══ Dataset excerpts ══
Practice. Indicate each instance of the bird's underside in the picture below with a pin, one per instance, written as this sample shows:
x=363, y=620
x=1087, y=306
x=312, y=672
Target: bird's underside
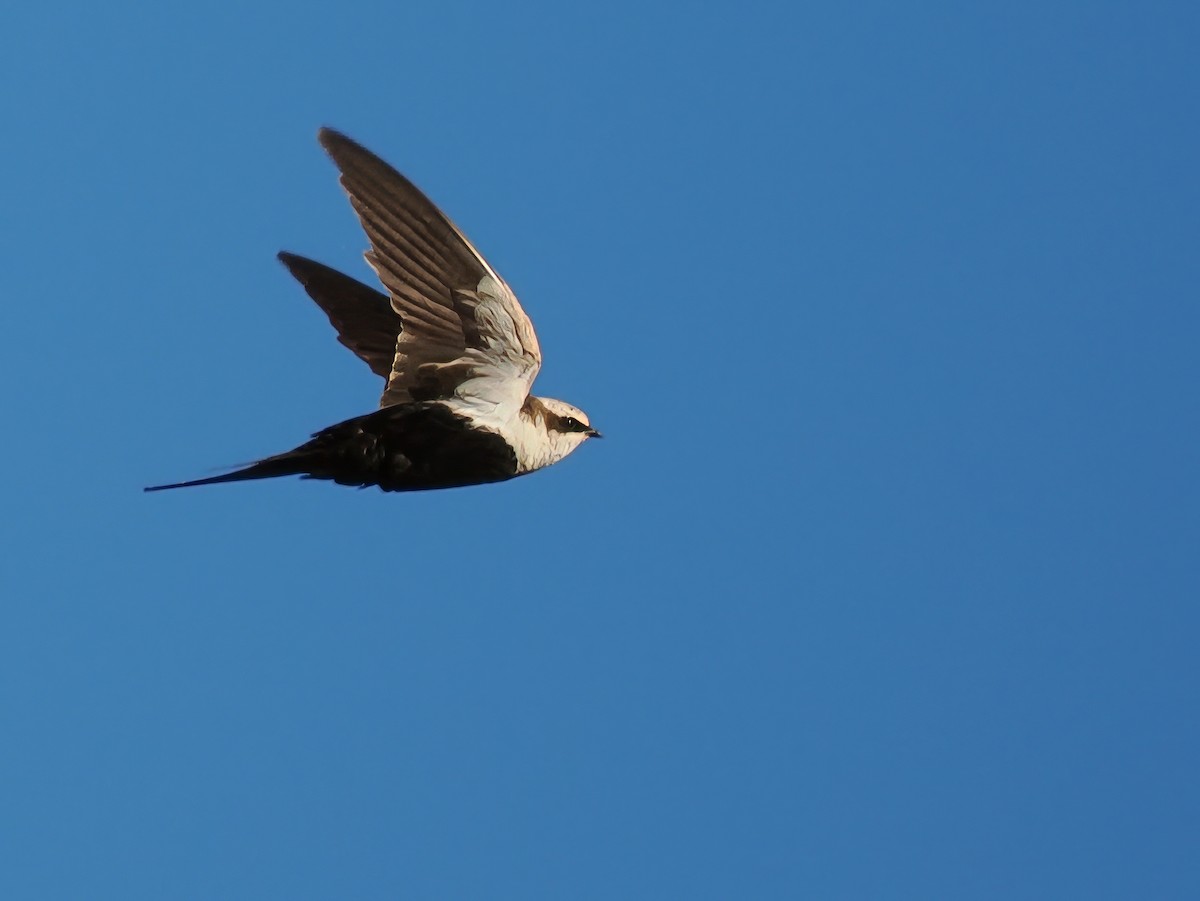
═══
══ Dataset excerpts ══
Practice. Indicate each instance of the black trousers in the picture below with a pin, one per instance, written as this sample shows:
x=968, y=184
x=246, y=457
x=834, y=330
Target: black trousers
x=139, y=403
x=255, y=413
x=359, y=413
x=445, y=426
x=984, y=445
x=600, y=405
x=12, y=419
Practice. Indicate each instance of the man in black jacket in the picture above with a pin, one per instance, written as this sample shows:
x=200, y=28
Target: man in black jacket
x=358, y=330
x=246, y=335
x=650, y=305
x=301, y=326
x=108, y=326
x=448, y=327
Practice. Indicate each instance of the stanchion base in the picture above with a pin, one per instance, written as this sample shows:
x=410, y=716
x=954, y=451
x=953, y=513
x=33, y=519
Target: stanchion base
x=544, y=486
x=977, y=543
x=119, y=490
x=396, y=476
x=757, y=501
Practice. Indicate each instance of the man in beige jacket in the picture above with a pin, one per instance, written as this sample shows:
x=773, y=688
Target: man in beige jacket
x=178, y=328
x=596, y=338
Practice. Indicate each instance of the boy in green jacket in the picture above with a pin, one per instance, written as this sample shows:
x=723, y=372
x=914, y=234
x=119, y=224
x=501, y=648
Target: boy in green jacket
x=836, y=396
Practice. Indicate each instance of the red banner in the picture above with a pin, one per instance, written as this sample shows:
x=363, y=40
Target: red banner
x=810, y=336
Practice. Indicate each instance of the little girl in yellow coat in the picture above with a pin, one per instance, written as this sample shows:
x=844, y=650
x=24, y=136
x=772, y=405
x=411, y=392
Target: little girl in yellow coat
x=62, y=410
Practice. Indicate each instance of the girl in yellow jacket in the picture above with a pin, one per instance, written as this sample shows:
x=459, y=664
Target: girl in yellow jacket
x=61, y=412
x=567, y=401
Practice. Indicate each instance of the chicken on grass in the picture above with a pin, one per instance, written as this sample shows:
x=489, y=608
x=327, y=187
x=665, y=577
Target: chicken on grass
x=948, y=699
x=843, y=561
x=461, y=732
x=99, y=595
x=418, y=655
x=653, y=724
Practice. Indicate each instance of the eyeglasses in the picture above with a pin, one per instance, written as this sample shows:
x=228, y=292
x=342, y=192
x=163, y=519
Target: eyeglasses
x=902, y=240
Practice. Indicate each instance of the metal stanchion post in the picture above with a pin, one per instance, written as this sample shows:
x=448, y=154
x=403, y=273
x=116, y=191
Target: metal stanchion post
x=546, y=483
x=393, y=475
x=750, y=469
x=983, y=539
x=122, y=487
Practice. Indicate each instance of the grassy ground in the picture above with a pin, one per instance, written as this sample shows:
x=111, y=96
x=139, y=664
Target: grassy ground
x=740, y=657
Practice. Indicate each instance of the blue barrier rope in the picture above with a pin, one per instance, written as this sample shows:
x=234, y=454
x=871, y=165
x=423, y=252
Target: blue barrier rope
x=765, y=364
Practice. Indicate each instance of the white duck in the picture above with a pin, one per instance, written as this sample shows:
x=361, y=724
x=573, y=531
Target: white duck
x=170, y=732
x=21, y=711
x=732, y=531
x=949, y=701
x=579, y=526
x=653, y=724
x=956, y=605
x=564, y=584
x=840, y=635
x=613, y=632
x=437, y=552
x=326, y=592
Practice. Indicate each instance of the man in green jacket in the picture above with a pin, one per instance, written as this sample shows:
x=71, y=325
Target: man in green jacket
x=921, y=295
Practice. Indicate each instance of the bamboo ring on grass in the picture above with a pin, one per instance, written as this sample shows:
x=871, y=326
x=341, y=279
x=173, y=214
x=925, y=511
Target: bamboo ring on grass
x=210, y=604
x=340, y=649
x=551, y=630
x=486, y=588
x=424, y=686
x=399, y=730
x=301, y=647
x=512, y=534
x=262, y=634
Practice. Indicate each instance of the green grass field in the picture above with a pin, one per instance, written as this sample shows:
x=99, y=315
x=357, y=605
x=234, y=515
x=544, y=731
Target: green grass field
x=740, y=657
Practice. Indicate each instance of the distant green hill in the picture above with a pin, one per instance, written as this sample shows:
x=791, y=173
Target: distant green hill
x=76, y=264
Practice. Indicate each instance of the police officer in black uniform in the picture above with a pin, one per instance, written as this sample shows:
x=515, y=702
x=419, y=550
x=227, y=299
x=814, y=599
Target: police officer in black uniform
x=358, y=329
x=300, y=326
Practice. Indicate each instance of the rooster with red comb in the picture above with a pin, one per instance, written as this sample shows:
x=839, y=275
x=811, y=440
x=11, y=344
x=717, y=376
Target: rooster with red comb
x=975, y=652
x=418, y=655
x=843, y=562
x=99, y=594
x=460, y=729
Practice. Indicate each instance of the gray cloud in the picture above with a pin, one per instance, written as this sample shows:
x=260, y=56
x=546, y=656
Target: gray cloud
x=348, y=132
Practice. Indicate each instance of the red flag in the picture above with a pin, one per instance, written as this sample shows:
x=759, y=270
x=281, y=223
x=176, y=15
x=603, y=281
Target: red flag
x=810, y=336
═══
══ Dataset excerpts ══
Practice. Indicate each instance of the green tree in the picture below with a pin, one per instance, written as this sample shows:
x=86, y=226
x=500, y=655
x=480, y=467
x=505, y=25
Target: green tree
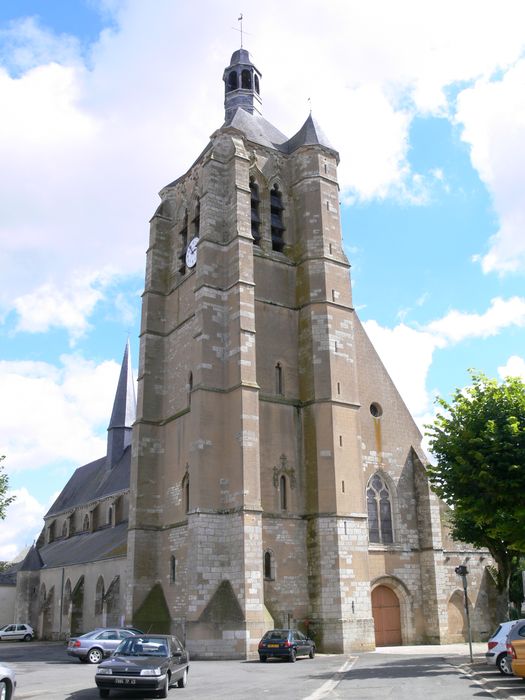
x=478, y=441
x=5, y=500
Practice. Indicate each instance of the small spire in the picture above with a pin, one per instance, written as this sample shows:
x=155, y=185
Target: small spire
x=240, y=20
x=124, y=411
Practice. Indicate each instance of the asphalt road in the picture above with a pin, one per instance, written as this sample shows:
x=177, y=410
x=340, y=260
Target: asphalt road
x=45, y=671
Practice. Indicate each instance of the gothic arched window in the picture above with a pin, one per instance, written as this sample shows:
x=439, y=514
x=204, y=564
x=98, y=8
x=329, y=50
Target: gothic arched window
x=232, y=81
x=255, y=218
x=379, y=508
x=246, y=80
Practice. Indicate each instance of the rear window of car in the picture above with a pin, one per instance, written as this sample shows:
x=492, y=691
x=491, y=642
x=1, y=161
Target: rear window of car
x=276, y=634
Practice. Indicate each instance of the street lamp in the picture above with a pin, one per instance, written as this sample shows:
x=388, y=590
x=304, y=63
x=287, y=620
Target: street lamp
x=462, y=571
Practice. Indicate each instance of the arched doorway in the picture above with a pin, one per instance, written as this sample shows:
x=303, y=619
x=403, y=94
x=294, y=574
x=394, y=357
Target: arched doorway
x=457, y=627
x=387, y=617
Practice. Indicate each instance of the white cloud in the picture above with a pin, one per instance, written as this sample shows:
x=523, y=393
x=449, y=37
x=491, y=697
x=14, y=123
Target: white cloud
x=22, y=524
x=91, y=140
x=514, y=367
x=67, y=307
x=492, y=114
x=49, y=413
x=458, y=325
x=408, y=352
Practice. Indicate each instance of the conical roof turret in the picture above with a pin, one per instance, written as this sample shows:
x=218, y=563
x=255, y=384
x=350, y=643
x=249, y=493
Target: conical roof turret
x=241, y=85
═══
Set exercise -
Copy out the lines exactly, beginning at the line that contains "Practice. Indicate each instance of the man in green" and ending after the line that contains "x=921, y=295".

Exercise answer -
Practice. Indicate each instance of the man in green jacket in the picture above with a pin, one per instance, written as this sample shows:
x=71, y=325
Target: man in green jacket
x=921, y=295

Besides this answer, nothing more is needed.